>> Start Material for this task

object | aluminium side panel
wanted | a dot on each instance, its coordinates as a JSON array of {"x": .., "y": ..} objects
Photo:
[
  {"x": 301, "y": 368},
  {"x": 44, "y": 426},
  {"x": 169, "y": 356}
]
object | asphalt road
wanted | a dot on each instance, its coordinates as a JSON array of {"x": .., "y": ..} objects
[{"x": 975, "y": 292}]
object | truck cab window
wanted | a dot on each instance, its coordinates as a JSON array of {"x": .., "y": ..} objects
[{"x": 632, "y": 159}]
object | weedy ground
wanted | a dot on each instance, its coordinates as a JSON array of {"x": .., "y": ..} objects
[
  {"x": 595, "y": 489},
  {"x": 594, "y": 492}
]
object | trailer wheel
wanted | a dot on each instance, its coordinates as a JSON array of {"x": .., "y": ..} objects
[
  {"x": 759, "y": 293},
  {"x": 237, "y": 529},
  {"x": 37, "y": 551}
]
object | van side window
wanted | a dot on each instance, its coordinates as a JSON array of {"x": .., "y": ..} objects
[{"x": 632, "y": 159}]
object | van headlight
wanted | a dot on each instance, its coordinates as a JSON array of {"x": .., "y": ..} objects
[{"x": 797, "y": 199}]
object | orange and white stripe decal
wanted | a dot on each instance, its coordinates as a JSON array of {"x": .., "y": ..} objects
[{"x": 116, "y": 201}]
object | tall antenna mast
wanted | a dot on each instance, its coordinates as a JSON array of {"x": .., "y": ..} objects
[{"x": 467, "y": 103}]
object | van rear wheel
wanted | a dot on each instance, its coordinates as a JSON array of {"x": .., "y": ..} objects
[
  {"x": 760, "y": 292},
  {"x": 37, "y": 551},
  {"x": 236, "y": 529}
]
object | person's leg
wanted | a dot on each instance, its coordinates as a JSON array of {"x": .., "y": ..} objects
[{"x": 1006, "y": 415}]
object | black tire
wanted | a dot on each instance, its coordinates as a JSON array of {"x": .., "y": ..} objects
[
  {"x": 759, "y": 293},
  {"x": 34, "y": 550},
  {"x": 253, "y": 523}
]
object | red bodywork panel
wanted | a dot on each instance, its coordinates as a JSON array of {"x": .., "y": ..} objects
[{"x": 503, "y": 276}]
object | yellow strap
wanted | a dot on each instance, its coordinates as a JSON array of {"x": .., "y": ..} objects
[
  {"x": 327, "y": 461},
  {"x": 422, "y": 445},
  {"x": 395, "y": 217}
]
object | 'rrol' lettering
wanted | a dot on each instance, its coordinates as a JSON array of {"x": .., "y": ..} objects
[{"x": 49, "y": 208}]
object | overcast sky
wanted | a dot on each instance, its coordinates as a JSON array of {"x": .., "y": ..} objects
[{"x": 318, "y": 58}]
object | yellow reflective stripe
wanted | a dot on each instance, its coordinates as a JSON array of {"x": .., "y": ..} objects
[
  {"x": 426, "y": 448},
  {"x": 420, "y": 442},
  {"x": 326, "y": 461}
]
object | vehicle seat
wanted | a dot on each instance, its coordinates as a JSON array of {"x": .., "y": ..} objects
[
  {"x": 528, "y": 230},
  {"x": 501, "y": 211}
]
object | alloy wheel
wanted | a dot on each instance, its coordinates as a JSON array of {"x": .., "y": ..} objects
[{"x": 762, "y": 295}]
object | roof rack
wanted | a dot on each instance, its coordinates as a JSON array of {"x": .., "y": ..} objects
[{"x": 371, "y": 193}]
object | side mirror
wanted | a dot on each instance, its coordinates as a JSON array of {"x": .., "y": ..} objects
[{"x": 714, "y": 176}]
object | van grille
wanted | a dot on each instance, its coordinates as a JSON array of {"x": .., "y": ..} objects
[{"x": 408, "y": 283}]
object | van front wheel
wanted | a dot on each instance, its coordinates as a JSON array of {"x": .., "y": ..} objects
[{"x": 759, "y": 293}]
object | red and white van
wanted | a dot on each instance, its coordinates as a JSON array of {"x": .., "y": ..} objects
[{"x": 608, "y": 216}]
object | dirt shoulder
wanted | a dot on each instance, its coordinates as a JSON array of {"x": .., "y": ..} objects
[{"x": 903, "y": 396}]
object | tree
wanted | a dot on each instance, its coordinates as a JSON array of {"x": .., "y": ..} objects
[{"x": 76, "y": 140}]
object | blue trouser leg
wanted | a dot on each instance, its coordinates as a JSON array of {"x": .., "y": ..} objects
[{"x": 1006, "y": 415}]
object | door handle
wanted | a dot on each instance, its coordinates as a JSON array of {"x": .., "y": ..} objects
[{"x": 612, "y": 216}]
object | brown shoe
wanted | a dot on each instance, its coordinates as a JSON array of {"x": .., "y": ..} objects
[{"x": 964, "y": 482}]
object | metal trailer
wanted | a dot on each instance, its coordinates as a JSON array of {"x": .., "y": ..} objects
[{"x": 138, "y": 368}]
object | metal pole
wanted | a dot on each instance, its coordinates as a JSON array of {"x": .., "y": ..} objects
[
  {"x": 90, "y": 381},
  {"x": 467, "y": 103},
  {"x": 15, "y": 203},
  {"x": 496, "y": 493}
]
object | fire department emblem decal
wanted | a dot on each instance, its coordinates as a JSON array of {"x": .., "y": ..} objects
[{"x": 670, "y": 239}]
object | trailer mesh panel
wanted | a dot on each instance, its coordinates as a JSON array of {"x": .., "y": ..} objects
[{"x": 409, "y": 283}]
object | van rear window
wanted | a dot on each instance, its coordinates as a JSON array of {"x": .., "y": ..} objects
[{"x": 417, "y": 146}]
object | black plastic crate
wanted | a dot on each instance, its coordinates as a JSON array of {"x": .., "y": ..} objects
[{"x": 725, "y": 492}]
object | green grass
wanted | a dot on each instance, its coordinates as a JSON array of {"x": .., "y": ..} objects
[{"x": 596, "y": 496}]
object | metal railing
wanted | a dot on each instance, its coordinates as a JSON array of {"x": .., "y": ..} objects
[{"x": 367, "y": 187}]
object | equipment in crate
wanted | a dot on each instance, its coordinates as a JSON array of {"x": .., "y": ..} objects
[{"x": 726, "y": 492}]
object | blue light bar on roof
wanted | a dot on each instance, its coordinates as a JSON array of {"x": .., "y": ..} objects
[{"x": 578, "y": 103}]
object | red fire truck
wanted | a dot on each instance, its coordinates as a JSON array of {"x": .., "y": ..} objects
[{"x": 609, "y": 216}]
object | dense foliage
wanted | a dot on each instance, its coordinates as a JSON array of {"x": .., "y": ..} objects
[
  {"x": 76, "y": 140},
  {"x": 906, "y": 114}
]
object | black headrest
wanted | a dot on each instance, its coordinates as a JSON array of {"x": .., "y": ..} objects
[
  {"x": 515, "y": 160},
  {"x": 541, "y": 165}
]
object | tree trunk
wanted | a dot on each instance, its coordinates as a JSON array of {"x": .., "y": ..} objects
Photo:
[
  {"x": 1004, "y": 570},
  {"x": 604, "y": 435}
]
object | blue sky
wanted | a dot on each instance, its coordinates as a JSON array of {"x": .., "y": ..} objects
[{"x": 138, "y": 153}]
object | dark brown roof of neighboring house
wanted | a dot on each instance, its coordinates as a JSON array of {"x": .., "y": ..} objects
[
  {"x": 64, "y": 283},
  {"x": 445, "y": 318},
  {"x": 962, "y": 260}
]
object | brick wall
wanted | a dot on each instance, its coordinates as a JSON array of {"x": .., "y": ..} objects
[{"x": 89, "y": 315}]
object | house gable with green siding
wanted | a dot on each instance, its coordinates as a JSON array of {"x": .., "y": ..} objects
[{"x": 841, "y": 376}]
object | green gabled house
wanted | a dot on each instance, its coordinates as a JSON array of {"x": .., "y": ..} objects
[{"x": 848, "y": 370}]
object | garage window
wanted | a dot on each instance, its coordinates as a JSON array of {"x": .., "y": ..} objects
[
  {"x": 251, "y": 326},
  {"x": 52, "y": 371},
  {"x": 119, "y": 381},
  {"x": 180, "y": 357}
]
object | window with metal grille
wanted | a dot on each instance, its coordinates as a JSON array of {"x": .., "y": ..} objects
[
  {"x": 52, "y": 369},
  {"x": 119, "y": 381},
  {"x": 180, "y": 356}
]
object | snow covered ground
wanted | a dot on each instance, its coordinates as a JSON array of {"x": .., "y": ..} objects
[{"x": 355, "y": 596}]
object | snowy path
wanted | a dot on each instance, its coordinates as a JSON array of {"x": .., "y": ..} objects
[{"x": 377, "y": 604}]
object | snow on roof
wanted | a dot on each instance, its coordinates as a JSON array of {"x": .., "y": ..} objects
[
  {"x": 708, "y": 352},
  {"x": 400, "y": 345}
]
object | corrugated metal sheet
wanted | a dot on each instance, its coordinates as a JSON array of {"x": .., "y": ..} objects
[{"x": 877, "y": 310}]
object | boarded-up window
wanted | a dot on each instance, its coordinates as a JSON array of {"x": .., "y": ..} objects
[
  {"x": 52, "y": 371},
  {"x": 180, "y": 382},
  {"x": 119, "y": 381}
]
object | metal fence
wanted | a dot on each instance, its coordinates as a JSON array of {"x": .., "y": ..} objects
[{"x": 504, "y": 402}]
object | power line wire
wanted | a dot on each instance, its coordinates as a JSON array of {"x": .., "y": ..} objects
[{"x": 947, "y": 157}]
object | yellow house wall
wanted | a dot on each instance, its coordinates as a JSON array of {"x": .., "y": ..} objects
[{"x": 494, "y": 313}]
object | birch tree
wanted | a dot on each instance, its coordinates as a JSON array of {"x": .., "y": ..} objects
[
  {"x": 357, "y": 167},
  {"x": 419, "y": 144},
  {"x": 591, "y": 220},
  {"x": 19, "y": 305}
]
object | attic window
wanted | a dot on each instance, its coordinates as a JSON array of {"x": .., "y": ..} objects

>> End Material for this task

_The problem_
From the line holding "object | boarded-up window" through the last line above, reproduce each line exactly and add nothing.

_The answer_
object | boarded-up window
wanted | a dot on each instance, its coordinates as a JSON array of {"x": .., "y": ..} objects
[
  {"x": 52, "y": 371},
  {"x": 180, "y": 382},
  {"x": 119, "y": 381}
]
object | metal fence
wanted | a dot on each instance, its coordinates as a JSON array of {"x": .., "y": ..} objects
[{"x": 504, "y": 402}]
object | power line wire
wanted | a dot on each instance, its coordinates as a JSON array of {"x": .., "y": ..} objects
[{"x": 947, "y": 157}]
object | yellow house wall
wanted | a dot on each instance, its coordinates as a JSON array of {"x": .., "y": ..} objects
[{"x": 494, "y": 313}]
object | birch tree
wanted | a dot on each instance, its coordinates as a JSON array of {"x": .., "y": ..} objects
[
  {"x": 357, "y": 167},
  {"x": 419, "y": 144},
  {"x": 591, "y": 220},
  {"x": 19, "y": 305}
]
object | attic window
wanted | a dot on each instance, its coordinates as a JSON array of {"x": .., "y": ..} objects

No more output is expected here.